H.E. General Prem Tinsulanonda
November 26, 1996
Dusit Thani Hotel, Bangkok

Excellencies, Ladies and Gentlemen,

Past Experiences

Over the last five decades, Asia has experienced political, economic, social and technological transformations great in substance and extensive in scale. At times violent and painful, at other times peaceful and incremental, these changes have nonetheless imbued us Asians with a sense of self confidence, a readiness to proceed to the 21st Century. The transformations herald Asia’s success story, projecting it as a region of economic progress, wealth, security, peace and harmony.

Fifty years ago, Japan was in the midst of debris as a result of the Second World War; fierce confrontation went on between Chinese Nationalists and Chinese Communists; conflicts between Hindus and Muslims resulted in the division of India into two nations, India and Pakistan; and Indonesia’s quest for independence was accompanied by a civil war. However, transformations since have been of such a magnitude quite unimaginable then. We have indeed witnessed “the Asia Miracle”.

To arrive where we are now, we Asians have had to endure violent struggles in the midst of these changes, Politically, during the Cold War, Asia was the stage for power struggles between dictatorship, communism and democracy, ones which reflected ideological differences among political movements and elites in the region as well as conflicts between the Superpowers, namely the United States and the Soviet Union.

In the aftermath of the Second World War, nationalist Asians had to engage in violent and unrelenting struggles to liberate their countries from Western colonialism and to institutionalize democratic government. This was clear in the cases of India, Myanmar, Indonesia, the Philippines, Malaysia and Singapore.

During the Cold War period, the major political problems facing the countries of Asia was connected with the search for a political system with the capacity to tackle problems of immediacy and importance including poverty, communist insurgency, ethnic differences and conflicts, nation-building, political instability and governmental inefficiency.

However, discovery was not rapid. These problems generated a sense of insecurity in the Southeast Asian region. On the other hand, they encouraged the ASEAN member nations to become unified in their quest to deal with the problems. They tried to stand on their own feet rather than to look for assistance from Western powers. This generated a determination to fashion their own methods of problem solving rather than to allow Superpowers to do so.

Toward the 21st century

Today many nations in the Asian region have encountered success in dealing with the aforementioned conflicts. They have demonstrated their abilities in engendering their own methods of conflict resolution based upon wisdom, intellect, and lessons from history and non-adherence to Western methods. Success was thus not a matter of chance or fortune.

It cannot be denied that immediately after the Second World War, the political institutions, ideologies thoughts or philosophies in many countries of the region were subject to Western influences. Since these political institutions were unfamiliar to the region and not linked to its history, they were not deeply rooted in Asian societies. They were as a result weak and fragile, incapable of being pillar institutions.

The democratic governmental system emulated from the West thus failed. However, success came when leaders sought their own ways to strengthen and improve the democratic political systems of their respective countries. They paid due attention to their respective situations and environments. This was true in India, Singapore, Malaysia, South Korea, the Philippines and Thailand. As can be seen in many cases, success in democratization came when democratic aspirations acquired global dimensions in the post Cold War era.

SET TASK:
Write out word for word the part of the speech above starting with "During the Cold War period, the" and going on through "and governmental inefficiency.".

RAW DATA:
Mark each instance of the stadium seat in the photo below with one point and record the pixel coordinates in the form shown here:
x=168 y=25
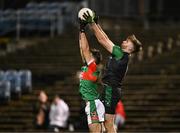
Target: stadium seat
x=5 y=92
x=14 y=79
x=26 y=81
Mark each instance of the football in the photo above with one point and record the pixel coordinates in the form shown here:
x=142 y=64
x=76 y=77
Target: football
x=84 y=10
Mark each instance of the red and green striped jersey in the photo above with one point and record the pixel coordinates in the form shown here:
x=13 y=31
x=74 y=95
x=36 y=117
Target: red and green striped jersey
x=88 y=81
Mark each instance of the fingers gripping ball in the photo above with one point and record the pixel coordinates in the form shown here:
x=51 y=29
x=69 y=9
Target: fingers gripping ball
x=86 y=14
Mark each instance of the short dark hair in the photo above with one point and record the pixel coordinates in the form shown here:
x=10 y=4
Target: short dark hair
x=137 y=44
x=97 y=55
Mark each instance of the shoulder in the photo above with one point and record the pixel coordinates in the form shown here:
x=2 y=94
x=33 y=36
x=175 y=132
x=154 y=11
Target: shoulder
x=117 y=52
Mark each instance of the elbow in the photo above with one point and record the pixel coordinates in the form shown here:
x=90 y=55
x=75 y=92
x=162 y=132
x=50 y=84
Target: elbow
x=102 y=40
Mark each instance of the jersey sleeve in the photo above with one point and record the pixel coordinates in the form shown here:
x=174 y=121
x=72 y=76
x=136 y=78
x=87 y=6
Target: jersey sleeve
x=117 y=52
x=92 y=65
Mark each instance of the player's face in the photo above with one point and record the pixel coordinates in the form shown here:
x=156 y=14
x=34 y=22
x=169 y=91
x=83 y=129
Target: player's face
x=127 y=44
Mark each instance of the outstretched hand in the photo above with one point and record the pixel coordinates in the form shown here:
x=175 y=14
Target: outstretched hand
x=88 y=18
x=82 y=25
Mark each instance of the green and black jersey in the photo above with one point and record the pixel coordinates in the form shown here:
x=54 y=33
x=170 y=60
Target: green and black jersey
x=116 y=67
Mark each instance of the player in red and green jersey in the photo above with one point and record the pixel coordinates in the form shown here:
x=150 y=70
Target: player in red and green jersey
x=88 y=82
x=115 y=70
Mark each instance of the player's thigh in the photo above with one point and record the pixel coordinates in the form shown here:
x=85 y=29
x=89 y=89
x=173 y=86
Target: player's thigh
x=95 y=127
x=109 y=119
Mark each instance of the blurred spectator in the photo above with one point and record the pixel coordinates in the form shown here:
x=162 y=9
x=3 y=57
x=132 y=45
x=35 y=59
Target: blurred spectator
x=59 y=114
x=42 y=111
x=120 y=115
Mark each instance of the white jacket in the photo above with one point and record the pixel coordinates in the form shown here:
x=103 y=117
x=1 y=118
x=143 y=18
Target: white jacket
x=59 y=114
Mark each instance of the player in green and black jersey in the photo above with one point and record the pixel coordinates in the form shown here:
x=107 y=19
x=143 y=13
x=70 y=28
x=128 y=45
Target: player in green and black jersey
x=115 y=69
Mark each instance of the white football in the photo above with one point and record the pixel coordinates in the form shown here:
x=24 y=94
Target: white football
x=84 y=10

OUTPUT FOR THIS TASK:
During the Cold War period, the major political problems facing the countries of Asia was connected with the search for a political system with the capacity to tackle problems of immediacy and importance including poverty, communist insurgency, ethnic differences and conflicts, nation-building, political instability and governmental inefficiency.